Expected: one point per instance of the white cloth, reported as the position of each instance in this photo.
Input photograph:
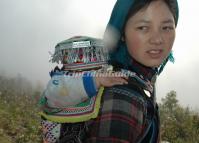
(64, 90)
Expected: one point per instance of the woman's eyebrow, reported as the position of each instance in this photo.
(142, 21)
(168, 21)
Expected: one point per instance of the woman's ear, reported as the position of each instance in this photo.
(122, 38)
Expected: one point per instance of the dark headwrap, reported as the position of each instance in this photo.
(114, 31)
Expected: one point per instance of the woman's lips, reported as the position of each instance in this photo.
(155, 53)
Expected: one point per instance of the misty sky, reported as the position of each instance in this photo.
(30, 29)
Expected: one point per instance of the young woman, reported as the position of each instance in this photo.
(142, 33)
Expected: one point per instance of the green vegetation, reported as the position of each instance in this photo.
(20, 122)
(178, 124)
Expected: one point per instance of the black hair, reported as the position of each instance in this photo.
(140, 4)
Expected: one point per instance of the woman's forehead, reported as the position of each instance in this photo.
(155, 10)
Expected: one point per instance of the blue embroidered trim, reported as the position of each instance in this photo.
(89, 84)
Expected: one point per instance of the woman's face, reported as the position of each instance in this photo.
(150, 34)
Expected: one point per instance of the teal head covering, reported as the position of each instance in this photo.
(114, 31)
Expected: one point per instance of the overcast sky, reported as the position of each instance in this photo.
(30, 29)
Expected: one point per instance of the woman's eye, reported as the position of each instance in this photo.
(143, 28)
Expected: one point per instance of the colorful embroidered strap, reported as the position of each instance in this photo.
(72, 114)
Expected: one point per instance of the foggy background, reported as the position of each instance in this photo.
(30, 29)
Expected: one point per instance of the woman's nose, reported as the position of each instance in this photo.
(156, 38)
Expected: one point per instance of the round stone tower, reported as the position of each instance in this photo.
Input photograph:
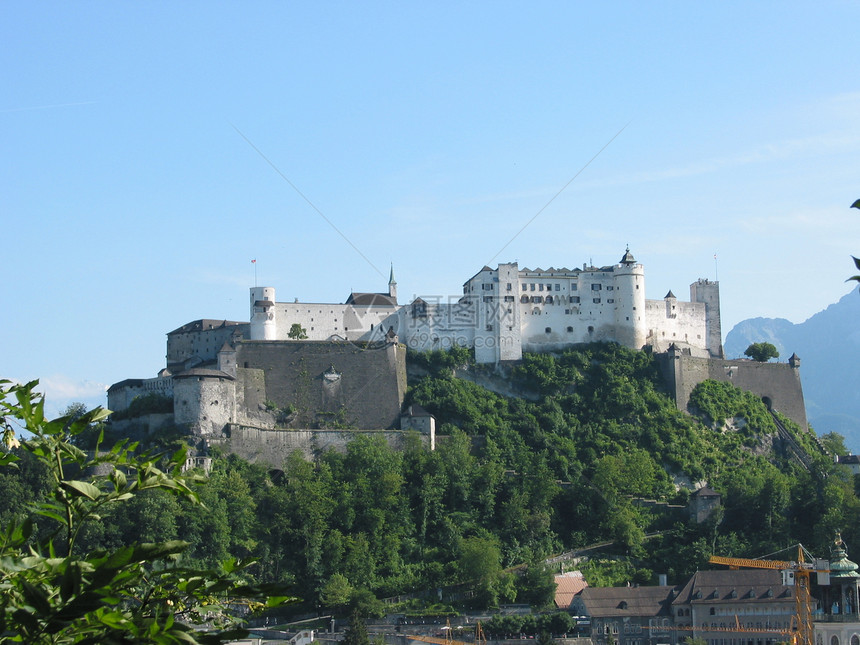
(263, 324)
(629, 296)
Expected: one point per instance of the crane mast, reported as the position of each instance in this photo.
(800, 570)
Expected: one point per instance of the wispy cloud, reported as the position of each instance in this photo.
(60, 386)
(33, 108)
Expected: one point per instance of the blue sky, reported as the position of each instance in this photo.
(428, 134)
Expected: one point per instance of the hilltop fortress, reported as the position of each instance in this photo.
(327, 367)
(506, 311)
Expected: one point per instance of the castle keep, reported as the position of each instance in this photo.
(507, 310)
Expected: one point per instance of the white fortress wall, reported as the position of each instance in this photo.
(672, 321)
(429, 323)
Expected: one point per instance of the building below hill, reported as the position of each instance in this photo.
(727, 607)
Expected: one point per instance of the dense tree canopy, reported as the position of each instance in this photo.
(761, 352)
(514, 479)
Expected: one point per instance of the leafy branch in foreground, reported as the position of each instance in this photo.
(137, 593)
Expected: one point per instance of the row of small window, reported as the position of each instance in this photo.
(530, 286)
(548, 330)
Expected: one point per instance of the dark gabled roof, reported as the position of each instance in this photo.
(567, 585)
(371, 300)
(608, 602)
(204, 324)
(486, 268)
(129, 382)
(749, 585)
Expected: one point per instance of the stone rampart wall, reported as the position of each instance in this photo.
(778, 384)
(358, 385)
(272, 447)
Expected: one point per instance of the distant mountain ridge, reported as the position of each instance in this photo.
(828, 345)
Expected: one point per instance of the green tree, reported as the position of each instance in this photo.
(761, 352)
(297, 332)
(356, 633)
(336, 591)
(134, 593)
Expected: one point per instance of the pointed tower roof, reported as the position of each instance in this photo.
(628, 257)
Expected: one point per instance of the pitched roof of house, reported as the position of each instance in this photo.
(567, 585)
(749, 585)
(610, 602)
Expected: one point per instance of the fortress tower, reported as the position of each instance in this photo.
(392, 285)
(708, 293)
(630, 325)
(263, 324)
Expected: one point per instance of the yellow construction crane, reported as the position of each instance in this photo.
(796, 572)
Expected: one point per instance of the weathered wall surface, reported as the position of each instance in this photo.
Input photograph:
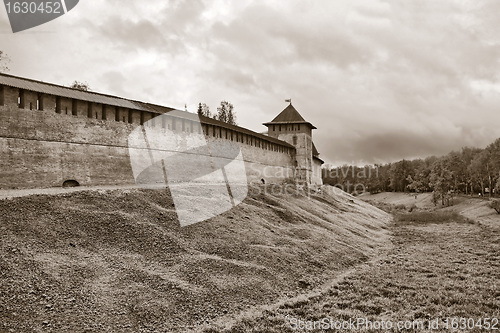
(45, 148)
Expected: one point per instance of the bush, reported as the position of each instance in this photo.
(432, 217)
(495, 204)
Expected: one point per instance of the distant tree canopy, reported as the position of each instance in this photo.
(84, 86)
(204, 110)
(225, 112)
(469, 171)
(4, 60)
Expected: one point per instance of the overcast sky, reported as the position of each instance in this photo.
(381, 80)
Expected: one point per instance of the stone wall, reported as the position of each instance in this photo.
(43, 148)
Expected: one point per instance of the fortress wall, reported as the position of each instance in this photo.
(44, 148)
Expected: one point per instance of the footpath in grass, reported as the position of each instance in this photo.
(440, 266)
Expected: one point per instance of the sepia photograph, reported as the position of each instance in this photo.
(221, 166)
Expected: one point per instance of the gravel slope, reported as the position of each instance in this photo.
(117, 260)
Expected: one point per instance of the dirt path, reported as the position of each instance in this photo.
(434, 271)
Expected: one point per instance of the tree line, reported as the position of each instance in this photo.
(225, 112)
(468, 171)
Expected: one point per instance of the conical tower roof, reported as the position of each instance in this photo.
(289, 116)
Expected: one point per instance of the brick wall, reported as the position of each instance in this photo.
(44, 148)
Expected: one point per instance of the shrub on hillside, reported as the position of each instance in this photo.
(495, 204)
(432, 217)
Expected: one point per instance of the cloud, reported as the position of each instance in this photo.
(382, 80)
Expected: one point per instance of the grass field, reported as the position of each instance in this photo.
(118, 261)
(440, 266)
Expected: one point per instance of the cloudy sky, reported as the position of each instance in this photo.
(382, 80)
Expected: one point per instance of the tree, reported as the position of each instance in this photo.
(204, 110)
(441, 180)
(4, 60)
(479, 169)
(399, 175)
(225, 113)
(84, 86)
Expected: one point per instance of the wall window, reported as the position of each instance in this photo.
(74, 107)
(20, 99)
(39, 102)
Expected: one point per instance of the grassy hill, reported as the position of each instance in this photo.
(117, 260)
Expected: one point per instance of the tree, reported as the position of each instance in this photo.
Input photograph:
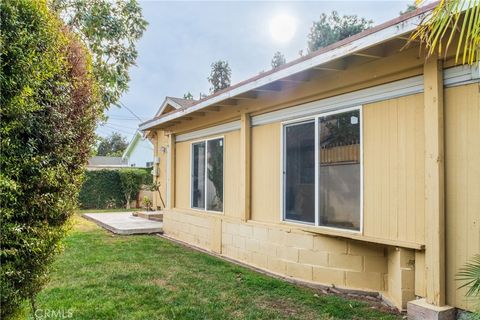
(219, 76)
(410, 8)
(278, 59)
(188, 96)
(470, 276)
(110, 30)
(333, 28)
(49, 106)
(131, 181)
(438, 29)
(112, 146)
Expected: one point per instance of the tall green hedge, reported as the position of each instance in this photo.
(100, 190)
(48, 109)
(103, 189)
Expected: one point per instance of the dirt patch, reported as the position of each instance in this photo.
(164, 283)
(286, 307)
(375, 302)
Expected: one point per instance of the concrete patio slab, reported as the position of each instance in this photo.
(124, 223)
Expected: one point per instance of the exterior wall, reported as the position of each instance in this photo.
(394, 213)
(285, 251)
(314, 258)
(394, 169)
(462, 181)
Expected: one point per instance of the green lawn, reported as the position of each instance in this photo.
(102, 276)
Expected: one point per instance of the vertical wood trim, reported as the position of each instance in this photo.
(156, 178)
(434, 181)
(245, 164)
(171, 173)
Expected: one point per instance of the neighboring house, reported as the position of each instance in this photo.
(139, 152)
(102, 162)
(355, 166)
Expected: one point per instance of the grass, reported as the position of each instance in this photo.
(82, 211)
(103, 276)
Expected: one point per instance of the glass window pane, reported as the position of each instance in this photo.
(339, 172)
(299, 172)
(215, 175)
(198, 175)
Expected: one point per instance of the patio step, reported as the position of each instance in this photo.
(151, 215)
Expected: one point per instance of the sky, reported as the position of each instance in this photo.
(184, 38)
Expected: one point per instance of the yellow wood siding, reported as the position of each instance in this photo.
(462, 165)
(182, 175)
(266, 173)
(393, 140)
(231, 174)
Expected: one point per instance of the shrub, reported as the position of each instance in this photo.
(101, 189)
(131, 181)
(48, 110)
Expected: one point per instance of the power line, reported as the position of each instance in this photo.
(133, 113)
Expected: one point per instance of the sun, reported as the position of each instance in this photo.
(282, 27)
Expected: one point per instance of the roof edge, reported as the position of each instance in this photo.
(398, 26)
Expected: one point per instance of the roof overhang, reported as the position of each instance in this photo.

━━━━━━━━

- EXERCISE:
Omitting the pictures, repeat all entries exactly.

- EXPECTED ANSWER:
Expected: one point per instance of the white cloth, reported as the position of each instance in this photo.
Input photograph:
(64, 90)
Expected: one point per instance of the woman's eyebrow, reported as the position of each instance in this photo.
(142, 21)
(168, 21)
Expected: one point per instance of the woman's ear, reported as the position of each instance in this photo.
(122, 38)
Expected: one point per instance of the dark headwrap, reported as the position of each instance in this photo.
(114, 31)
Expected: one point per instance of the woman's lips, reported as the position of each instance in this photo.
(155, 53)
Expected: one point per instance of the misty sky, reported as the position of each instance in this photo.
(30, 29)
Expected: one point per instance of the young woman, reported as the position of each instance in this photo.
(142, 33)
Expected: one point per instance of the green vegetation, reported as the position of each instance in this photo.
(20, 122)
(178, 124)
Expected: one point per instance of the black hair, reported as the position of each instance in this photo.
(140, 4)
Expected: one point per instance of the woman's forehead, reported as the position of each instance in this photo.
(155, 10)
Expected: one point per instance of the blue embroidered trim, reported as the position of each instance in this photo.
(89, 84)
Expected: one point per instance of the woman's face, reported as the position of each instance in this photo.
(150, 34)
Expected: one point per instance of the teal head covering, reported as the position of each instance in this photo.
(114, 31)
Expected: one point per instance of the overcast sky, reported as the position of each instance in this photo.
(30, 29)
Expected: one point per instance of the woman's eye, reported as the position of each instance in this photo.
(143, 28)
Expected: one point per instance of the colorful embroidered strap, reported as the position of each instance in this photo.
(72, 114)
Expected: one point per instance of the foggy background, reported as the position of each instance in this photo.
(30, 29)
Expected: one point per instance of the woman's nose, reported as the position of each instance in this photo.
(156, 38)
Expected: one point per instance of the round stone tower, reported as the position of each instance in this photo.
Input photograph:
(263, 324)
(629, 296)
Expected: one point per instance of the crane mast, reported as the position of each instance in this photo.
(800, 570)
Expected: one point per instance of the wispy cloud, reported as the position of each instance in this photo.
(60, 386)
(33, 108)
Expected: one point per instance of the blue sky, reported as the position of each instance in this photo.
(428, 134)
Expected: one point per instance of the hilltop fortress, reported as the position of each instance in this photo.
(327, 367)
(506, 311)
Expected: one point per instance of the castle keep, reported as the position of each instance in this photo.
(507, 310)
Expected: one point per instance of the white fortress wall, reported as the position of each instance in this photo.
(672, 321)
(429, 323)
Expected: one point per instance of the building below hill, reported as the position of each instance in this photo.
(727, 607)
Expected: one point per instance of the dense tree canopy, reported as the position of each instance in this photo.
(761, 352)
(514, 479)
Expected: one point per instance of the leafy branch in foreground, reported as the position of each instance in this photo.
(137, 593)
Expected: one point per instance of the row of small window, reported as the position of each instance in this photo.
(530, 286)
(548, 330)
Expected: one point per instance of the dark gabled roof, reported as the position of each instance in this photo.
(567, 585)
(371, 300)
(608, 602)
(204, 324)
(486, 268)
(129, 382)
(749, 585)
Expected: one point per instance of the stone rampart wall, reported as the position of each instance in this photo.
(778, 384)
(358, 385)
(272, 447)
Expected: one point per instance of the distant mountain ridge, reported as the position of each instance in this photo.
(828, 345)
Expected: one point per instance of the green tree, reported as the position of each instance in this photo.
(761, 352)
(297, 332)
(356, 633)
(336, 591)
(134, 593)
Expected: one point per instance of the pointed tower roof, reported as the position of each instance in this photo.
(628, 257)
Expected: one point per instance of the pitched roof of house, reported as the position of each instance in this photo.
(567, 585)
(749, 585)
(610, 602)
Expected: one point per instance of the fortress tower, reported as the position of each instance in this photo.
(392, 285)
(708, 293)
(630, 325)
(263, 324)
Expected: one point per instance of the yellow construction crane, reported as the position of each instance in this photo.
(796, 572)
Expected: one point per instance of the weathered wall surface, reported as the position of each instance in this photo.
Input photograph:
(45, 148)
Expected: one point per instance of the bush, reported as the position of each instance in this photo.
(432, 217)
(495, 204)
Expected: one point per instance of the distant tree canopy, reported as the position of each instance in this photo.
(84, 86)
(204, 110)
(225, 112)
(469, 171)
(4, 60)
Expected: one point per instance of the overcast sky, reported as the position of each instance in this photo.
(381, 80)
Expected: one point per instance of the stone wall, reported as the position of each instance in this photo.
(43, 148)
Expected: one point per instance of the fortress wall, reported as the position of each instance in this photo.
(44, 148)
Expected: one point per instance of the footpath in grass, reported as the position of each instance in this photo.
(440, 266)
Expected: one point per instance of the sepia photograph, reported as the position of each instance in this photo.
(221, 166)
Expected: one point per instance of the gravel slope, reported as the position of each instance in this photo.
(117, 260)
Expected: one point per instance of the dirt path, reported as the position of each instance in this photo.
(434, 271)
Expected: one point per instance of the tree line, reported as the position of each instance in this photo.
(225, 112)
(468, 171)
Expected: one point per instance of the conical tower roof, reported as the position of each instance in this photo.
(289, 116)
Expected: one point per instance of the brick wall, reported as the position of each instance in this photo.
(44, 148)
Expected: one point per instance of the shrub on hillside, reported as the position of each instance in this photo.
(495, 204)
(432, 217)
Expected: one point per instance of the cloud, reported as the position of each instance in this photo.
(382, 80)
Expected: one point per instance of the grass field, reported as the position of each instance in this photo.
(118, 261)
(440, 266)
Expected: one point per instance of the cloudy sky, reported as the position of each instance in this photo.
(382, 80)
Expected: one point per instance of the tree, reported as the position of each instance in this photo.
(204, 110)
(441, 180)
(4, 60)
(479, 169)
(399, 175)
(225, 113)
(84, 86)
Expected: one point per instance of the wall window, reported as the position of each instance in this photo.
(74, 107)
(20, 99)
(39, 102)
Expected: one point per instance of the grassy hill, reported as the position of each instance in this photo.
(117, 260)
Expected: one point per instance of the tree, reported as the position of each instance in this photo.
Input photograph:
(219, 76)
(410, 8)
(278, 59)
(188, 96)
(470, 276)
(110, 30)
(333, 28)
(49, 106)
(131, 181)
(438, 29)
(112, 146)
Expected: one point per instance of the tall green hedge, reported as the position of each instance in this photo.
(100, 190)
(48, 109)
(103, 189)
Expected: one point per instance of the dirt patch, reported as the position of each instance in this photo.
(164, 283)
(286, 307)
(375, 302)
Expected: one point per instance of the concrete patio slab, reported as the position of each instance in this photo.
(124, 223)
Expected: one point per instance of the exterior wall, reported as the position of each instance in this photo.
(394, 213)
(285, 251)
(314, 258)
(394, 169)
(462, 181)
Expected: one point per instance of the green lawn, reported as the position of each instance in this photo.
(102, 276)
Expected: one point per instance of the vertical wood trim, reported as the position of each instance in this photo.
(156, 178)
(434, 181)
(245, 164)
(171, 173)
Expected: one point per instance of the neighboring house, reported as the position of each instance in this photo.
(139, 152)
(102, 162)
(355, 166)
Expected: one point per instance of the grass, reported as the position of each instance in this photo.
(82, 211)
(103, 276)
Expected: one point per instance of the glass window pane, reported as the position of each instance in this photo.
(339, 172)
(299, 172)
(215, 175)
(198, 175)
Expected: one point per instance of the patio step, reported as the position of each instance in this photo.
(151, 215)
Expected: one point per instance of the sky, reported as the position of each instance in this photo.
(184, 38)
Expected: one point per instance of the yellow wood siding, reported as the position of each instance in this photo.
(462, 165)
(182, 175)
(266, 173)
(393, 140)
(231, 174)
Expected: one point per instance of the shrub, reported as the position of each instance in this photo.
(101, 189)
(131, 181)
(48, 110)
Expected: one point per instance of the power line, reported as the position of each instance in this photo.
(133, 113)
Expected: one point per instance of the sun, reported as the position of each instance in this photo.
(282, 27)
Expected: one point per instance of the roof edge, reported as the position of each instance in this photo.
(398, 26)
Expected: one point per instance of the roof overhang, reported as the position of each instance in this photo.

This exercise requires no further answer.